Instrução escrita a: Reescreva os registros desde o início até a linha que contém "x=341, y=72", inclusive, trocando "one dot apiece" por "a single dot each" e mantendo todo o resto igual. Por favor, deixe as imagens fora da resposta.
:: Texto fornecido
Revista Rua


Sujeito histórico e amor eterno: a significação da figura materna em músicas sertanejas
Historic subject and mother`s love: the meaning of the maternal figure in country songs

Maciel Francisco dos Santos e Telma Domingues da Silva

Ao falar da mãe, o locutor sertanejo, na sua posição de sujeito filho, mostra tanto seu desejo de completude como o desejo de completude da mãe. A mãe, inclusive, aparece como um sujeito ainda mais dotado dessa completude ilusória, seu amor é incondicional e eterno. Esse é um ponto importante para entendermos a significação da figura materna nessa sua formulação específica nas letras de música sertaneja. 
 Na sequência, mostraremos a relação desse discurso amoroso com a exterioridade, o que nos possibilita compreender como nesse discurso (se) produz sentido, dada a relação específica deste com a historicidade. Ou seja, as questões de sentido aqui apontadas remetem à significação desse sujeito amoroso enquanto “sujeito caipira” (locutor sertanejo), em suas relações com as discursividades do urbano e do rural, como meios/ culturas distintas, em suas especificidades.
::::
:: Registros armazenados
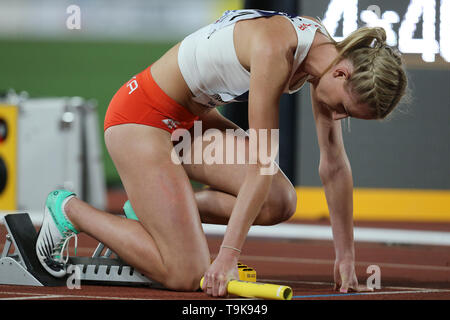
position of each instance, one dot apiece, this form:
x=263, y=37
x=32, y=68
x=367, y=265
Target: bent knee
x=185, y=278
x=279, y=207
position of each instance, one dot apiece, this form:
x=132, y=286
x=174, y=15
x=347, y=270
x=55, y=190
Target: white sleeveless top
x=211, y=69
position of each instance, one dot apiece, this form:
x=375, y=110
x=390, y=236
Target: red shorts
x=142, y=101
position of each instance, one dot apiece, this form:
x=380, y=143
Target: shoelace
x=63, y=245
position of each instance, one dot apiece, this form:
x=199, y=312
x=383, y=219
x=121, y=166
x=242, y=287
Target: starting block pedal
x=22, y=267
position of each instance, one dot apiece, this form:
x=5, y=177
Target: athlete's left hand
x=223, y=269
x=345, y=279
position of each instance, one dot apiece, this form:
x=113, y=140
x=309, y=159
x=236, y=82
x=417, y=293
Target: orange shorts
x=142, y=101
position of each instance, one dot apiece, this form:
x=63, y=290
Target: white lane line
x=34, y=297
x=320, y=283
x=50, y=296
x=328, y=262
x=361, y=234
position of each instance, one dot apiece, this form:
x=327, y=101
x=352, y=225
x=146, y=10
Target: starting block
x=22, y=267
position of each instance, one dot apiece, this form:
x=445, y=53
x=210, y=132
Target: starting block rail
x=22, y=267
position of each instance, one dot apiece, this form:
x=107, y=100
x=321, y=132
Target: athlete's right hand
x=223, y=269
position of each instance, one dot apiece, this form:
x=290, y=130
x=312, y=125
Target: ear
x=341, y=72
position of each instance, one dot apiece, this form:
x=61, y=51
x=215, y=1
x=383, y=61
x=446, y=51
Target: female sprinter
x=246, y=54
::::
Instrução escrita b: Dê continuidade ao texto sobre a figura materna nas músicas sertanejas a partir do ponto em que ele termina.

Resultado a:
position of each instance, a single dot each, this form:
x=263, y=37
x=32, y=68
x=367, y=265
Target: bent knee
x=185, y=278
x=279, y=207
position of each instance, a single dot each, this form:
x=132, y=286
x=174, y=15
x=347, y=270
x=55, y=190
Target: white sleeveless top
x=211, y=69
position of each instance, a single dot each, this form:
x=375, y=110
x=390, y=236
Target: red shorts
x=142, y=101
position of each instance, a single dot each, this form:
x=380, y=143
Target: shoelace
x=63, y=245
position of each instance, a single dot each, this form:
x=199, y=312
x=383, y=219
x=121, y=166
x=242, y=287
Target: starting block pedal
x=22, y=267
position of each instance, a single dot each, this form:
x=5, y=177
Target: athlete's left hand
x=223, y=269
x=345, y=279
position of each instance, a single dot each, this form:
x=113, y=140
x=309, y=159
x=236, y=82
x=417, y=293
Target: orange shorts
x=142, y=101
position of each instance, a single dot each, this form:
x=63, y=290
Target: white lane line
x=34, y=297
x=320, y=283
x=50, y=296
x=328, y=262
x=361, y=234
position of each instance, a single dot each, this form:
x=327, y=101
x=352, y=225
x=146, y=10
Target: starting block
x=22, y=267
position of each instance, a single dot each, this form:
x=445, y=53
x=210, y=132
Target: starting block rail
x=22, y=267
position of each instance, a single dot each, this form:
x=107, y=100
x=321, y=132
Target: athlete's right hand
x=223, y=269
position of each instance, a single dot each, this form:
x=290, y=130
x=312, y=125
Target: ear
x=341, y=72

Resultado b:
 
O locutor sertanejo separado de sua mãe: um sujeito entre o rural e o urbano
Essa relação do locutor sertanejo com as discursividades do urbano e do rural é importante para entendermos o discurso amoroso do filho com relação à separação, marcada no discurso por um distanciamento físico que gera saudade, dor e sofrimento. A distância geográfica e temporal que afasta o locutor sertanejo de sua mãe significa a – e ao mesmo tempo é significado pela – mudança de um ambiente rural para um ambiente urbano, em que a cidade é frequentemente o lugar de destino do sujeito que deixa o campo. Sendo o campo e a cidade constituídos por discursividades específicas, a mobilidade do sujeito filho do rural para o urbano interfere na sua constituição enquanto sujeito caipira, e consequentemente na significação que ele faz da figura materna.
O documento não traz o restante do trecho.